*** Opening of Provided entries ***

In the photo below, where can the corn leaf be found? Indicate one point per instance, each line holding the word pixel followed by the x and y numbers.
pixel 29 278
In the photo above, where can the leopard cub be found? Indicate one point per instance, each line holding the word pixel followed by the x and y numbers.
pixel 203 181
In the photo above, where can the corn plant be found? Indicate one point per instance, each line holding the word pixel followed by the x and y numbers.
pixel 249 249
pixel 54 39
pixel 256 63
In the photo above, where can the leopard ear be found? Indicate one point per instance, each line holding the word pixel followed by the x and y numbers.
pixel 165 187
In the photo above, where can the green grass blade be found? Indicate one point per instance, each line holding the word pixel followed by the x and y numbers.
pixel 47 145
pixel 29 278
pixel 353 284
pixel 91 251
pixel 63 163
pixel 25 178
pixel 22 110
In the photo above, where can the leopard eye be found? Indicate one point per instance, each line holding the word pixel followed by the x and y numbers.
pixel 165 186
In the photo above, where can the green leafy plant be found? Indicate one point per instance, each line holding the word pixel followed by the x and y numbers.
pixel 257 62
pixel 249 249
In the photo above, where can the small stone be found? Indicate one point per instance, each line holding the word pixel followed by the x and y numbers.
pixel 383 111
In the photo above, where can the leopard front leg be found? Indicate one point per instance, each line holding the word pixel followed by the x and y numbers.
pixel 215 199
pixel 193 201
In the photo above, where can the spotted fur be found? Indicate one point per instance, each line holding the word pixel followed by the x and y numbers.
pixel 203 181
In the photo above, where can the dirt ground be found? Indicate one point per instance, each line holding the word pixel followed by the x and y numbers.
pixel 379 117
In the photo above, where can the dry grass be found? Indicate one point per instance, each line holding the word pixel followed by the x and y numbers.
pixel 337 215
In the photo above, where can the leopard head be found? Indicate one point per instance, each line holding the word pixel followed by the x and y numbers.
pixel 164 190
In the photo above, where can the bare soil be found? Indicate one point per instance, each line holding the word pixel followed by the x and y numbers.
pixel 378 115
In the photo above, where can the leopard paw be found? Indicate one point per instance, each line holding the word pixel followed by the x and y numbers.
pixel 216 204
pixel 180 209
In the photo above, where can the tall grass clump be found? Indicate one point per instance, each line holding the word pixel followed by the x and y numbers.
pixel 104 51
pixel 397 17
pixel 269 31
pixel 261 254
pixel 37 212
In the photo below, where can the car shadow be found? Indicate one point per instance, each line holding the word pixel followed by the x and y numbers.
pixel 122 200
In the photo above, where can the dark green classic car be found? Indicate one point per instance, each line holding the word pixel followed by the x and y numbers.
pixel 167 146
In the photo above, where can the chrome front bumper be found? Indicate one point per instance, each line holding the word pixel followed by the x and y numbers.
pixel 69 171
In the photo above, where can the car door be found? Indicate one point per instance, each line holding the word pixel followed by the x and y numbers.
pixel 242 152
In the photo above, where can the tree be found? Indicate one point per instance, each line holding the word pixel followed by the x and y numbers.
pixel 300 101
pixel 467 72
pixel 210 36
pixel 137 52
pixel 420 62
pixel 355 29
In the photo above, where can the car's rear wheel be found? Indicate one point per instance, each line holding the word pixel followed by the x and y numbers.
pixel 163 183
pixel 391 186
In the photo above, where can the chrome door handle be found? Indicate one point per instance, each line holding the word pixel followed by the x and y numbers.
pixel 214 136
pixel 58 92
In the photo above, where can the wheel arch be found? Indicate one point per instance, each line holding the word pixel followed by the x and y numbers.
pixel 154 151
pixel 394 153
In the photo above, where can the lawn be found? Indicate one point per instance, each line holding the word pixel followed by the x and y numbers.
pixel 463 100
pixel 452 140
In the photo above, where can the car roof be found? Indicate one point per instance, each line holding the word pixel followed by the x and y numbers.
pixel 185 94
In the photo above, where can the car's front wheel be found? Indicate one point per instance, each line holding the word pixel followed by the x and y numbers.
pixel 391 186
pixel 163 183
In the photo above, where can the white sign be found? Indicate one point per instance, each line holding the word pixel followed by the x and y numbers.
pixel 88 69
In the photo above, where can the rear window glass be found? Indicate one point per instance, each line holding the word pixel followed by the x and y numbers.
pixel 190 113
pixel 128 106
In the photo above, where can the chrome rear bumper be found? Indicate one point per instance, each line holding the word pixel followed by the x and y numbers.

*** Close of Provided entries ***

- _Problem statement_
Every record shown above should appear again in your answer, unchanged.

- _Solution to the exercise_
In the photo below, where can the corn leaf be found? Indicate one point per instance, each line holding the word pixel followed by the x and y numbers.
pixel 29 278
In the photo above, where can the leopard cub be found? Indicate one point per instance, each line holding the word pixel followed by the x and y numbers.
pixel 203 181
In the photo above, where can the corn plant be found? Indicate one point per instance, each line holding the word pixel followed by the x and y numbers.
pixel 249 249
pixel 54 39
pixel 256 63
In the photo above, where can the leopard ear be found? Indicate one point per instance, each line holding the word pixel followed by the x and y numbers.
pixel 165 187
In the photo above, where can the green grass blade be found? Indicate one point per instance, each line holding the word pixel followed by the x and y numbers.
pixel 47 145
pixel 29 278
pixel 353 284
pixel 91 251
pixel 63 163
pixel 25 178
pixel 22 110
In the photo above, where can the leopard eye be found? Indicate one point per instance, each line holding the word pixel followed by the x and y numbers.
pixel 165 186
In the photo above, where can the green leafy plant be found? Indicate one point per instance, each line holding the word pixel followed by the x and y numbers.
pixel 257 62
pixel 249 249
In the photo above, where can the small stone be found? Indicate one point per instance, each line holding the word pixel followed by the x and y numbers.
pixel 383 111
In the photo above, where can the leopard front leg be found? Indicate one point per instance, each line holding the word pixel followed by the x and y numbers.
pixel 215 199
pixel 193 201
In the photo above, where can the spotted fur be found? Indicate one point per instance, each line holding the word pixel followed by the x and y numbers.
pixel 203 181
In the photo above, where can the dirt ground be found? Indicate one point per instance, each line holding the word pixel followed by the x and y numbers.
pixel 379 117
In the photo above, where can the dry grass be found? Indicate one point per instance, each line holding the word pixel followed by the x and y numbers.
pixel 337 215
In the photo above, where can the leopard head be found? Indicate one point per instance, each line holding the word pixel followed by the x and y numbers.
pixel 164 190
In the photo above, where can the bare soil be found? Indicate one point per instance, each line holding the word pixel followed by the x and y numbers.
pixel 378 115
In the photo above, where can the leopard paw be found? Indicate one point per instance, each line holding the word pixel followed by the x and y numbers.
pixel 216 204
pixel 180 209
In the photo above, where can the tall grass clump be found? Indicate one point per instance, each line holding the word pixel followed by the x and y numbers.
pixel 104 51
pixel 397 17
pixel 269 31
pixel 261 254
pixel 37 212
In the photo below, where can the car shadow be found? Indicate one point per instance, each line holding the word pixel followed by the x and y numbers.
pixel 122 200
In the photo above, where can the dark green classic car be found? Indicate one point per instance, each line holding the word pixel followed by the x and y numbers.
pixel 167 146
In the photo above, where can the chrome front bumper be found? Indicate one point per instance, each line holding the word pixel followed by the x and y numbers.
pixel 69 171
In the photo above, where can the car door be found? Indicate one point per instance, each line holding the word pixel followed by the x and y numbers.
pixel 242 152
In the photo above, where can the tree be found? Indicate one point per instance, each line holding the word pixel followed by the x and y numbers.
pixel 300 101
pixel 467 72
pixel 210 36
pixel 137 52
pixel 420 62
pixel 355 29
In the photo above, where can the car's rear wheel be found? Indicate one point per instance, each line holding the word pixel followed by the x and y numbers.
pixel 163 183
pixel 391 186
In the photo above, where can the chrome door handle be found? Indicate one point per instance, each line holding the word pixel followed by the x and y numbers.
pixel 214 136
pixel 58 92
In the photo above, where can the wheel arch be found? Indicate one point per instance, each line holding the word pixel followed by the x and y numbers.
pixel 154 151
pixel 394 153
In the photo above, where can the lawn be found? Indicate one point per instance, each line holding the word pixel followed by the x and y numbers.
pixel 463 100
pixel 452 140
In the photo above, where can the car roof be found? Indicate one point per instance, each line holding the word pixel followed by the x and y numbers.
pixel 185 94
In the photo above, where can the car's front wheel be found? Indicate one point per instance, each line holding the word pixel followed by the x and y numbers.
pixel 391 186
pixel 163 183
In the photo above, where can the white sign be found? Indicate one point per instance, each line holding the word pixel followed by the x and y numbers.
pixel 88 69
In the photo above, where can the rear window glass be found? Indicate one point per instance, each line holding the word pixel followed by the x and y numbers.
pixel 190 113
pixel 128 106
In the photo above, where can the chrome rear bumper be found? Indicate one point per instance, each line holding the word pixel followed by the x and y numbers.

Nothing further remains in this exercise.